:: Task goal ::
The records below must be written out exactly, with every picture left behind.

:: Records shown ::
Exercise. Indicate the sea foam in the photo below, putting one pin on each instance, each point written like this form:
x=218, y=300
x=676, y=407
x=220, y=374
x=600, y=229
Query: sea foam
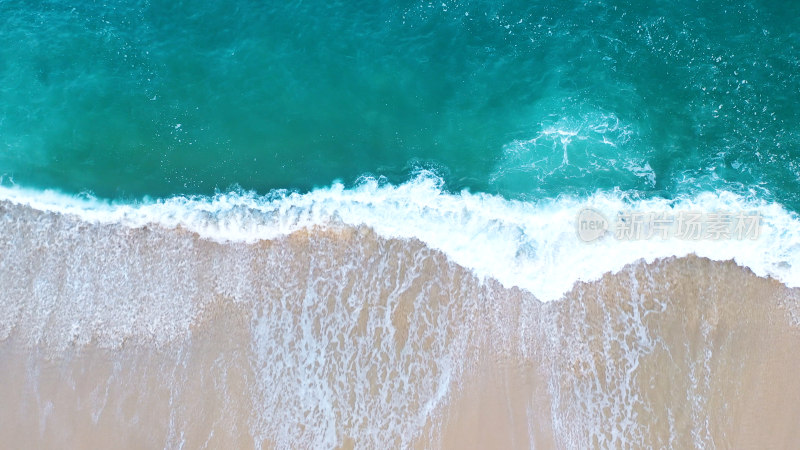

:: Problem solution ::
Exercise. Indicate the sea foam in the photo below, putting one pin on each instance, each point written like this form:
x=218, y=300
x=676, y=407
x=220, y=374
x=600, y=229
Query: sea foam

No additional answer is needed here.